Intel is gearing up to spend $100 billion across four US states to build and expand chip factories, after a notable financial commitment from the Biden Administration.

The American chip giant announced that the federal government (aka the US Department of Commerce) has “proposed up to $8.5 billion in direct funding through the CHIPS and Science Act to advance Intel’s commercial semiconductor projects in Arizona, New Mexico, Ohio and Oregon.”

In addition Intel has been granted federal loans up to $11 billion, making a total of $19.5 billion assistance from the US government. On top of this, Intel “also expects to benefit from a US Treasury Department Investment Tax Credit (ITC) of up to 25 percent on more than $100 billion in qualified investments.”

Intel CEO Pat Gelsinger (center) speaks with President Joe Biden and U.S. Commerce Secretary Gina Raimondo and other local leaders and Intel employees during a tour of an Intel semiconductor factory in Chandler, Arizona, Image credit Intel

$100 billion investment

Intel said that these proposed funding numbers will support it’s previously announced plans to invest more than $100 billion in the US over five years to expand American “chipmaking capacity and capabilities critical to economic and national security and acceleration of emerging technologies, such as AI.”

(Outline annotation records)

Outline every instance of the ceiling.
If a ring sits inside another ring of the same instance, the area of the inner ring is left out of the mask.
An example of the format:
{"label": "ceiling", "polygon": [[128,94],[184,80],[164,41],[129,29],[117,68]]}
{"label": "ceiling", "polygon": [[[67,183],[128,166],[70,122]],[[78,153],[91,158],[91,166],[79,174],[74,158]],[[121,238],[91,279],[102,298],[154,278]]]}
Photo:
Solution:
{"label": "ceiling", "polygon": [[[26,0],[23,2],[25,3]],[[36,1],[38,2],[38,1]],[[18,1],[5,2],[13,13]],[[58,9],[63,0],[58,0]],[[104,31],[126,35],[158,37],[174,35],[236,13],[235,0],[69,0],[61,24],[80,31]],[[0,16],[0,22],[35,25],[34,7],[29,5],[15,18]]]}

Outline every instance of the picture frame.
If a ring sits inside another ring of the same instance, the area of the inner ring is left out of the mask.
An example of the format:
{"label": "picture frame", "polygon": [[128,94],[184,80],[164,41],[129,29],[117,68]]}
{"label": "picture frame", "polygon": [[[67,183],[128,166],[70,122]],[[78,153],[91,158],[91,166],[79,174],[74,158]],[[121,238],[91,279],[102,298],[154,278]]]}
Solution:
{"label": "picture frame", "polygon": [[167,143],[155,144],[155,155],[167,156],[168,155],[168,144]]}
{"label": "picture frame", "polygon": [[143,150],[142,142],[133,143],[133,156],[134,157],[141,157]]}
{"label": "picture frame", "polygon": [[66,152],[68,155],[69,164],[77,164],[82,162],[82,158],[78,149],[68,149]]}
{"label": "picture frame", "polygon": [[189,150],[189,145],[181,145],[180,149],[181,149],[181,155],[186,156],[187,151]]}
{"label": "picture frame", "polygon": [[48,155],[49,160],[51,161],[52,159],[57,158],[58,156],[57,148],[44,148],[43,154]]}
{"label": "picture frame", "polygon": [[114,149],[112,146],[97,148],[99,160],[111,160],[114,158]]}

**STATED GOAL 1**
List the four US states where the Intel funding article says the company's semiconductor projects are located.
**STATED GOAL 2**
Answer these questions from the Intel funding article:
(a) Up to how much has Intel been granted in federal loans?
(b) In which city was the Intel semiconductor factory that was toured?
(c) Over how many years does Intel plan to invest more than $100 billion in the US?
**STATED GOAL 3**
Continue the Intel funding article from its last sentence.
The items are separate material and are not part of the article.

**WRITTEN ANSWER 1**
Arizona, New Mexico, Ohio, Oregon

**WRITTEN ANSWER 2**
(a) Up to $11 billion
(b) Chandler, Arizona
(c) Five years

**WRITTEN ANSWER 3**
Intel said this $100 billion US investment is expected to create more than 10,000 company jobs and nearly 20,000 construction jobs, and to support more than 50,000 indirect jobs with suppliers and supporting industries.

“Today is a defining moment for the US and Intel as we work to power the next great chapter of American semiconductor innovation,” said Intel CEO Pat Gelsinger.

Intel CEO Pat Gelsinger and US Commerce Secretary Gina Raimondo hold a plaque commemorating the US CHIPS and Science Act during a visit to an Intel semiconductor factory in Chandler, Arizona, Image credit: Intel

“AI is supercharging the digital revolution and everything digital needs semiconductors. CHIPS Act support will help to ensure that Intel and the US stay at the forefront of the AI era as we build a resilient and sustainable semiconductor supply chain to power our nation’s future,” said Gelsinger.

Gelsinger later indicated that roughly 25 percent of the $100 billion total would involve building and land, while roughly 70 percent would go to equipment.

The Biden administration predicted that the cash infusion should help America boost its global share of advanced chip production from zero to 20 percent.

President Joe Biden highlighted the investment while visiting Intel’s Ocotillo campus in Chandler, Arizona, where he inspected silicon wafers and reportedly was amazed at how thin the chips are.

Intel CEO Pat Gelsinger speaks with President Joe Biden during a tour of an Intel semiconductor factory in Chandler, Arizona.
Image credit: Intel

“There is no one who cares more about revitalizing American manufacturing than President Biden, and today’s announcement is a massive step towards ensuring America’s leadership in manufacturing for the 21st century,” said US Secretary of Commerce Gina Raimondo.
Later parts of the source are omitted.